Quoted passage
━━━━━━━━━━━━━━━━━━━━

There is a list of propositions discussed so far in this site.
Main Body
1: Description
For any topological spaces, \(T_1, T_2\), and any map, \(f: T_1 \rightarrow T_2\), if there is an open cover of \(T_1\), \(\{U_\alpha \subseteq T_1\}, \cup_{\alpha} U_\alpha = T_1\), such that each \(f|_{U_\alpha}: U_\alpha \rightarrow T_2\) is continuous, \(f\) is continuous.

━━━━━━━━━━━━━━━━━━━━

Supplied information
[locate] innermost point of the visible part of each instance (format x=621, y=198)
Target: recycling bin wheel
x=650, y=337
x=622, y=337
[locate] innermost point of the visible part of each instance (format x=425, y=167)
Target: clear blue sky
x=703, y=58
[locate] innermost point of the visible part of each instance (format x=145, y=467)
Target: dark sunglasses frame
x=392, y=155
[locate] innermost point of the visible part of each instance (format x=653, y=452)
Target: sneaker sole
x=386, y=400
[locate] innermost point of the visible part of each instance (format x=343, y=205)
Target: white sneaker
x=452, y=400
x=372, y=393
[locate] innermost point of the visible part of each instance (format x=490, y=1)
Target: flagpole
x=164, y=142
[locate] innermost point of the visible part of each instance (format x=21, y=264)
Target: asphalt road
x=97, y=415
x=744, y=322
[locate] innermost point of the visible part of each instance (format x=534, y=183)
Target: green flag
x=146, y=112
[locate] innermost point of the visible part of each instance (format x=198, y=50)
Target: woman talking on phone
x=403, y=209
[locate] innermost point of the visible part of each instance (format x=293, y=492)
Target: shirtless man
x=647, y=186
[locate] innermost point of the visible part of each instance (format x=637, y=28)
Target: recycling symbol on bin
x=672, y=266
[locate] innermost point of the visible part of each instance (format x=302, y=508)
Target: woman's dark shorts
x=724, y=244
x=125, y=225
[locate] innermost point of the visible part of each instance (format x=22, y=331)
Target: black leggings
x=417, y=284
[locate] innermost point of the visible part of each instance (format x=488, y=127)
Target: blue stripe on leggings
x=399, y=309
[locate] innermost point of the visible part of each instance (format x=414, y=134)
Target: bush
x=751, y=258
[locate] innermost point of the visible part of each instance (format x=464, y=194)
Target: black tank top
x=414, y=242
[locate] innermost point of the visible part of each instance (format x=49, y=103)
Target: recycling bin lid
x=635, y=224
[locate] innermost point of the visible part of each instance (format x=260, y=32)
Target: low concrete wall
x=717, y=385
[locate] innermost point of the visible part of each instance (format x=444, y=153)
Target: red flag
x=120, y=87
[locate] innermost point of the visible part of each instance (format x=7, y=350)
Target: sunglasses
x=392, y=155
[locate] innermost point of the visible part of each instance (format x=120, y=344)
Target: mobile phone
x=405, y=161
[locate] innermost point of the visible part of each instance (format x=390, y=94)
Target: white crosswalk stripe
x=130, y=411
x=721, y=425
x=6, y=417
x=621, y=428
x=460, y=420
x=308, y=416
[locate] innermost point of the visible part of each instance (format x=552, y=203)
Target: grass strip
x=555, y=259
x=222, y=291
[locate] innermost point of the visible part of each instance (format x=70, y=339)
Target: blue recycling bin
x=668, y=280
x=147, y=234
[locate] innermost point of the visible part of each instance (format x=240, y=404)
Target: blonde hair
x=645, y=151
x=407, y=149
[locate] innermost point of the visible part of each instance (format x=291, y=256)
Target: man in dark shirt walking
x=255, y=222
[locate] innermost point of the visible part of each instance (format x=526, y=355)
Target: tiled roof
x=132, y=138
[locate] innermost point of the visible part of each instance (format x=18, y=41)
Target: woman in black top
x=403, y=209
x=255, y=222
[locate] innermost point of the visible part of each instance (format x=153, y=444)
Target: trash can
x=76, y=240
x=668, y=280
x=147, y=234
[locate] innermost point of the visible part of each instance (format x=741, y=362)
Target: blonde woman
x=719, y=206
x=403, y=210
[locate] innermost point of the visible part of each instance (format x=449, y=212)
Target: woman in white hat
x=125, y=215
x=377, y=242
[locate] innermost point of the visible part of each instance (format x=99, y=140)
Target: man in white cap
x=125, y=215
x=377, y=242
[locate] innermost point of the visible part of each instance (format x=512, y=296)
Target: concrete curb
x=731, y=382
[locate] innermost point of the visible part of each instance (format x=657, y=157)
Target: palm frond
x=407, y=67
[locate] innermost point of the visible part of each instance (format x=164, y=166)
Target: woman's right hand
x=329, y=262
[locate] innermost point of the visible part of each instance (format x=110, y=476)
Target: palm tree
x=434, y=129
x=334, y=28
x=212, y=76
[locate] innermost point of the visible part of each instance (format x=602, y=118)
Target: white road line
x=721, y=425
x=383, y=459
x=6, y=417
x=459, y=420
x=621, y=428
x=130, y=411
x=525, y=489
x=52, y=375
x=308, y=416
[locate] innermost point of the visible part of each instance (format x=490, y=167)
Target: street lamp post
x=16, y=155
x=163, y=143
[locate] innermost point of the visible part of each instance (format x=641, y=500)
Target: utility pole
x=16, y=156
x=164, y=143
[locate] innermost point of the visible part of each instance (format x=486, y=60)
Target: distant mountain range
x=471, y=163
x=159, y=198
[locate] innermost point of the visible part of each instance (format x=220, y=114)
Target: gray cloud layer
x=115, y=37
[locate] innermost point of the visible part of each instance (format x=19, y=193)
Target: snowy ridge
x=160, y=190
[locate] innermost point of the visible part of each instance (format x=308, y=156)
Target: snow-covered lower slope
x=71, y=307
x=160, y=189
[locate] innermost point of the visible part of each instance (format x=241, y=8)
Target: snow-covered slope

━━━━━━━━━━━━━━━━━━━━

To do
1. For each statement below, decide whether it agrees with the proposition on open covers and continuity above. Answer yes or no and quote the deciding words of the proposition.
(a) Each restriction of \(f\) to a set of the cover must be continuous.
(b) The sets of the cover are required to be closed subsets of \(T_1\).
(c) The union of the sets of the cover equals \(T_2\).
2. Carry on the proposition on open covers and continuity from the point where the text stops.

Solved tasks
1.
(a) Yes: "such that each \(f|_{U_\alpha}: U_\alpha \rightarrow T_2\) is continuous"
(b) No: "if there is an open cover of \(T_1\)"
(c) No: "\cup_{\alpha} U_\alpha = T_1"

2.
2: Proof
For any open set, \(U \subseteq T_2\), \({f|_{U_\alpha}}^{-1} (U)\) is open on \(U_\alpha\), and on \(T_1\), by the proposition that any open set on any open subspace topological space is open on the base topological space. \(f^{-1} (U) = \cup_\alpha {f|_{U_\alpha}}^{-1} (U)\), because for any \(p \in f^{-1} (U)\), \(f (p) \in U\), but \(p \in \cup_\alpha U_\alpha\), so, \(f|_{U_\alpha} (p) \in U\) for an \(\alpha\), \(p \in {f|_{U_\alpha}}^{-1} (U)\); for any \(p \in \cup_\alpha {f|_{U_\alpha}}^{-1} (U)\), \(p \in {f|_{U_\alpha}}^{-1} (U)\) for an \(\alpha\), so, \(f|_{U_\alpha} (p) \in U\), so, \(f (p) \in U\), so, \(p \in f^{-1} (U)\). So, \(f^{-1} (U)\) is open as the union of open sets.